◆ **Предложенный текст**
──────

К.Маркс, размышляя «природе и сущности человека», утверждал, что человек – базис всей человеческой деятельности и всех человеческих отношений. К.Маркс писал, что история не делает ничего, она не обладает никаким богатством, она не сражается ни в каких битвах. Не история, а именно человек, живой человек – вот кто делает все это, всем обладает и за все борется. По его мнению, история не есть какая-то особая личность, которая пользуется человеком как средством для достижения своих целей. История не что иное, как деятельность преследующего свои цели человека. (К.Маркс., Ф.Энгельс. Соч.Т.2.С.89-90.)
Фейербах, определяя «сущность человека», считал, что религия коренится в существенном отличии человека от животного: у животного нет религии. По его мнению, религия есть сознание бесконечного, и поэтому человек осознает в ней свою не конечную и ограниченную, а бесконечную сущность. Сознание, по Фейербаху, в строгом или собственном смысле слова и сознание бесконечного совпадают; ограниченное сознание не есть сознание. Он считал, что сознание – это самоосуществление, самоутверждение, любовь к себе самому, наслаждение собственным совершенством. (Л.Фейербах. Избр. Филос. Соч. В 2 т. М., 1955, С. 30-41.)
Формирование концепции человека чрезвычайно трудоемко. Однако, по словам И. Берлина, чтобы понять исторические движения и конфликты, надо прежде всего понять вовлеченные в них идеи и мировоззрения, ибо это и делает их частью человеческой истории, а не просто естественным явлением. Одним словом, концепция человека – супер-работа, но ее обязаны продолжать далее те, кто прочитает эти строки. Потому что без концепции человека, он превращается политикой в животное, попирающее и уничтожающее себе подобных.
Вторая проблема политики: связь сознания человека и его свободы.
С точки зрения политической психологии, а точнее авторов этого доклада, человеком именуется тот, кто владеет самоконтролем, саморегуляцией, самоуправлением и самовоспитанием – т.е. сознанием. Мера, объем, ясность сознания, конечно варьируют в «человеческих пределах», и именно этим определяется «мера человечности» каждого из нас. И на регулирования сознания человека построена вся политика – на регулировании меры человечности в отношениях между людьми, человеком и обществом, между разными сообществами людей.
Частично эту версию «политического человека» подтверждают исследования многих отечественных и зарубежных авторов. Например, Д.А. Леонтьев в своей статье «Психология свободы: к постановке проблемы самодетерминации личности» (Психологический журнал. Т. 21, № 1, 2000) отмечает связь между свободой и феноменом сознания. Так у Э. Фромма свобода выступает как действие, вытекающее из осознания альтернатив и их последствий, различения реальных и иллюзорных альтернатив. (Фромм Э. Душа человека. М.: Республика, 1992). По мнению Р.Мэя свобода – это способность человека управлять своим развитием, тесно связанная с самосознанием, гибкостью, открытостью, готовностью к изменениям. Чем менее развито самосознание человека, тем более несвободным он является, т.е. тем в большей степени его жизнью управляют различные вытесненные содержания, условные связи, образовавшиеся в детстве, которые он не держит в памяти, но которые сохраняются в бессознательном и управляют его поведением. По мере развития самосознания соответственно увеличивается диапазон выбора человека и его свобода. (May R. Man’s search for himself. N.Y.: Signet book, 1953). У. Тейджесон в своем сиснтетическом варианте гуманистической психологии, опираясь не столько на общеантропологические соображения, сколько на конкретные психологические данные, определяет свободу как переживание самодетерминации, связанное с самосознанием. «Психологическая свобода или сила самодетерминации неразрывно связана со степенью и масштабами самоосознания (self-awareness) и тем самым тесно коррелирует с психологическим здоровьем или аутентичностью». (Tageson W. Humanistic psychology: a synthesis. Homewood (III.): The Dorsey Press, 1982). Д.А. Леонтьев приходит к выводу, что «осознание как основа свободы» это один из узловых аспектов проблемы свободы: «Безусловно, осознание факторов, влияющих на мое поведение, является решающим в освобождении от их влияния. Но речь идет об осознании не только того, что есть, но и того, чего пока еще нет, - осознании имеющихся возможностей, а также предвосхищении вариантов будущего».

──────

◆ **Вопросы**
• A. Как Р. Мэй определяет свободу в тексте о сознании и свободе человека?
• B. Продолжите текст о сознании и свободе человека, начав сразу после его последнего предложения.
Следующие далее записи взяты из другого источника.

──────

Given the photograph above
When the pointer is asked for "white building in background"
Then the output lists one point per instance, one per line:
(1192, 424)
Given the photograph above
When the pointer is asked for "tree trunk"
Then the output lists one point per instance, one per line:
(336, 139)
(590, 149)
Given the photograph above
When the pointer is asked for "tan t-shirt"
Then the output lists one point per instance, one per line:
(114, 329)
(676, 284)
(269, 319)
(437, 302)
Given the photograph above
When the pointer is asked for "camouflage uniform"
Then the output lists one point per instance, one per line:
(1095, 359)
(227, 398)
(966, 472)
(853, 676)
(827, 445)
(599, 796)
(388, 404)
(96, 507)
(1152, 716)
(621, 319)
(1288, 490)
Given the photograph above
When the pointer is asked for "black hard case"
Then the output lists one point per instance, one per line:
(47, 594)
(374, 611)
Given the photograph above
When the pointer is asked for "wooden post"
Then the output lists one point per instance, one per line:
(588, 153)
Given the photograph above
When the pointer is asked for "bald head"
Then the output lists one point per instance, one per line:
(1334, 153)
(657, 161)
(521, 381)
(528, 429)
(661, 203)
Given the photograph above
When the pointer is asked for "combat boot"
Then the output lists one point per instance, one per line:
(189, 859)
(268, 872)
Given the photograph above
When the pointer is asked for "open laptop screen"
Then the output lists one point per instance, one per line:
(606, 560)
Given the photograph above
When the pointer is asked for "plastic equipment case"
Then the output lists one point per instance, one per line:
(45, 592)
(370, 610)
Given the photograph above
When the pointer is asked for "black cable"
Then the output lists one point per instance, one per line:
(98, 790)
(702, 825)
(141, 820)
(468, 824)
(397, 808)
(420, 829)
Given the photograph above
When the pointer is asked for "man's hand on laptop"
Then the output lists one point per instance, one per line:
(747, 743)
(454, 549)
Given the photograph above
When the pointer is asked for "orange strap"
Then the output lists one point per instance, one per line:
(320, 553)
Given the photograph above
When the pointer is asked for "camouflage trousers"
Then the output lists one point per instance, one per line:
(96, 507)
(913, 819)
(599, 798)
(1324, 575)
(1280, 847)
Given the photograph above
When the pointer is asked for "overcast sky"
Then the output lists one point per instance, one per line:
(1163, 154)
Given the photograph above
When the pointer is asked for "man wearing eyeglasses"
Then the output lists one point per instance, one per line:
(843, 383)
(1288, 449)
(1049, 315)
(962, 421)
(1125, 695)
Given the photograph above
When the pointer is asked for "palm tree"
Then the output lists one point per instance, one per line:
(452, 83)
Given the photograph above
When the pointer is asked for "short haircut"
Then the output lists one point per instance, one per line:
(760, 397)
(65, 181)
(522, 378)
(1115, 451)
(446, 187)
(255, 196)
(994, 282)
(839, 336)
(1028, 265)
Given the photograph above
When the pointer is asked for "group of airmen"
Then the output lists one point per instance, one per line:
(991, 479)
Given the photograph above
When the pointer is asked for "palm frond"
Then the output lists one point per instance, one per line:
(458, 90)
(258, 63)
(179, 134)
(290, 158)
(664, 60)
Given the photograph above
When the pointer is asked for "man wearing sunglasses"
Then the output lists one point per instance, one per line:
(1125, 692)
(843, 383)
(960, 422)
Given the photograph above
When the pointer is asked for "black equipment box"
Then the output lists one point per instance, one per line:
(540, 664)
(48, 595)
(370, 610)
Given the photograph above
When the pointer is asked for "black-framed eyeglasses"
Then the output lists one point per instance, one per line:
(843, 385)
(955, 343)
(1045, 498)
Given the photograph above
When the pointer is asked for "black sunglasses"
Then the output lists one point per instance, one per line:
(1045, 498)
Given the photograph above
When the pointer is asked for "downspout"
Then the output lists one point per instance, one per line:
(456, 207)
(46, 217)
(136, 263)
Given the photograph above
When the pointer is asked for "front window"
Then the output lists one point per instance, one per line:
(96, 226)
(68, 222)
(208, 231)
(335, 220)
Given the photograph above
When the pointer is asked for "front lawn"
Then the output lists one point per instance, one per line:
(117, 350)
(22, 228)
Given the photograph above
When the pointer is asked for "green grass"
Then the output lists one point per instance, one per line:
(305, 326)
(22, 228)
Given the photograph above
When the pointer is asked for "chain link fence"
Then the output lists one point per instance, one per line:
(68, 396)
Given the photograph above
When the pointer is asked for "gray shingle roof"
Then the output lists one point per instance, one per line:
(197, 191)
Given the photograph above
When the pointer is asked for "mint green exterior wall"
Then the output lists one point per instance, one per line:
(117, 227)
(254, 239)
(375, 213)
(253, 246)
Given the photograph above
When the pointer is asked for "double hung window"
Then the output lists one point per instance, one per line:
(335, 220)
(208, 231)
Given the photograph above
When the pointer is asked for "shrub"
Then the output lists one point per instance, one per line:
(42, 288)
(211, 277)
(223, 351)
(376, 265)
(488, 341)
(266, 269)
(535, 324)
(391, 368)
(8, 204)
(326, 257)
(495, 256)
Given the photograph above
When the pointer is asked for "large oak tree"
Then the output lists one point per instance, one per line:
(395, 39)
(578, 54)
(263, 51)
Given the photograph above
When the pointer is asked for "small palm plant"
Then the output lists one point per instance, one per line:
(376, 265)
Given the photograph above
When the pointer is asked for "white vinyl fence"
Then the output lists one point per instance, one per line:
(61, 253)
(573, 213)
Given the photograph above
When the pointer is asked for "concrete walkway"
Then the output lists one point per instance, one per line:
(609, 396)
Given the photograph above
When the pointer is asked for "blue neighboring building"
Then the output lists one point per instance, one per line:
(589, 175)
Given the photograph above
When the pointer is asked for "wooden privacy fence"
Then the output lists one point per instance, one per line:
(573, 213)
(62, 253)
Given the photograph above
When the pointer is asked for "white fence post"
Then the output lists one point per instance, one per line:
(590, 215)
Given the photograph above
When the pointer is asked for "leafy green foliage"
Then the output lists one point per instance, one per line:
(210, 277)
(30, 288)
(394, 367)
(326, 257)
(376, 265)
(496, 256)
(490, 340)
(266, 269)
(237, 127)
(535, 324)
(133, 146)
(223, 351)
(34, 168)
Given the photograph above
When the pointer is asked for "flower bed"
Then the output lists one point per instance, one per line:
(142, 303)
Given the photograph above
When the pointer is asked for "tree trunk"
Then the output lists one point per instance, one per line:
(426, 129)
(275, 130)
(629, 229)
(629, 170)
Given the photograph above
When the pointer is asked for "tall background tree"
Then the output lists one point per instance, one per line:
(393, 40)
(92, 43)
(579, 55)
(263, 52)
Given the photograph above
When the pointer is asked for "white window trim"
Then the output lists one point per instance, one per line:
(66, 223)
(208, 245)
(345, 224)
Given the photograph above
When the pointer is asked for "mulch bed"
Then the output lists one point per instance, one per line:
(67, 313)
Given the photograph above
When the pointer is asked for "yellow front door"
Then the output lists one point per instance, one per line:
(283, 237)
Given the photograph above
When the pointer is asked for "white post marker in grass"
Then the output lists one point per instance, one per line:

──────

◆ **Ответы по пунктам**
• A. Свобода — это способность человека управлять своим развитием, тесно связанная с самосознанием, гибкостью, открытостью и готовностью к изменениям.

• B.
Одним из вариантов практической реализации этих предположений является модель David Nolan, который ссылался на утверждения президента Thomas Jefferson и писательницы Ayn Rand. Они считали, что в основе любой политики лежит регулирование свобод человека – политической, экономической и личной. Политика характеризуется мерой того, какой объем каждой свободы контролирует власть, а какой объем свобод остается человеку. Такая модель существенно эффективнее одномерной шкалы «левые-правые», протягивающейся от Сталина до Гитлера.
Трехмерная модель David Nolan характеризует условия жизни человека не как точку на прямой, а как объем его реального жизненного пространства, определяемый его длинной (размер экономических свобод), шириной (размер политических свобод), высотой (размер личностных свобод). Объем и форма жизненного пространства варьируется тремя свободами человека от нулевого (где нет места даже для его тела), до бесконечно большого (права «человека мира», не ограниченного никакими запретами). Об этом писал И. Берлин: «политическая свобода – это всего лишь пространство, в котором я могу без помех предаваться своим занятиям, Если другие не дают мне сделать то, что без них я сделал бы, я несвободен; а если пространство сужают до минимума, можно сказать, что я подвергся принуждению или даже порабощению» (стр. 126).
Разные политические течения (коммунисты, социал-демократы, либералы, консерваторы, фашисты, либертарианцы, анархисты, монархисты), варьируют размеры трех свобод человека, и этим отличаются друг от друга. Они предлагают человеку жить в пространствах разного размера и разной формы. Примером личностных свобод является право человека, например, право «Обладать огнестрельным оружием», экономических свобод – право «не страховать свой автомобиль», политических свобод – право «голосовать или не голосовать на выборах». Теоретически, если свободы человека стремятся к плюс бесконечности, то человек обретает жизненное пространство, ограниченное только его природными возможностями. Но стоит только одной свободе минимизироваться до нуля, как человек полностью утрачивает жизненное пространство и должен физически погибнуть. Между максимальными и минимальными объемами свобод человека находится огромный диапазон и форм жизнеобеспечения человека, которые определяются идеями и программами политических партий. Вся политическая борьба между партиями сводиться к величинам свобод и соотношением величин трех свобод между собой.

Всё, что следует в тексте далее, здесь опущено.